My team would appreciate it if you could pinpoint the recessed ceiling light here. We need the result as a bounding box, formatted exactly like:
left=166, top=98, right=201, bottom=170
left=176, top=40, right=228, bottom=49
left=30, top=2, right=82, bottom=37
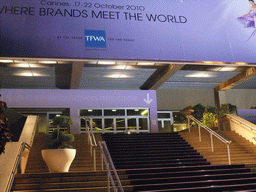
left=111, top=65, right=126, bottom=69
left=235, top=62, right=248, bottom=65
left=14, top=71, right=49, bottom=77
left=104, top=74, right=132, bottom=78
left=98, top=61, right=116, bottom=65
left=137, top=62, right=155, bottom=65
left=219, top=67, right=237, bottom=71
left=8, top=63, right=45, bottom=68
left=38, top=61, right=57, bottom=64
left=185, top=73, right=212, bottom=78
left=0, top=59, right=13, bottom=63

● ● ●

• [TASK REQUIREMENTS]:
Rewrite every line of the data above, including the requests, and add 140 to each bounding box coordinate in the answers. Leave the requests and their format samples unchanged, and omit the pictures from your output.

• [REPLY]:
My team would appreciate it if you could pinpoint the recessed ceiling light here. We need the result as a bounding box, formatted exactly like:
left=166, top=98, right=201, bottom=170
left=176, top=40, right=228, bottom=49
left=30, top=2, right=82, bottom=37
left=251, top=205, right=266, bottom=209
left=375, top=202, right=388, bottom=205
left=154, top=211, right=189, bottom=217
left=244, top=214, right=272, bottom=218
left=238, top=201, right=256, bottom=205
left=277, top=202, right=295, bottom=205
left=359, top=207, right=377, bottom=211
left=148, top=203, right=185, bottom=208
left=178, top=201, right=197, bottom=204
left=325, top=213, right=352, bottom=218
left=140, top=199, right=153, bottom=203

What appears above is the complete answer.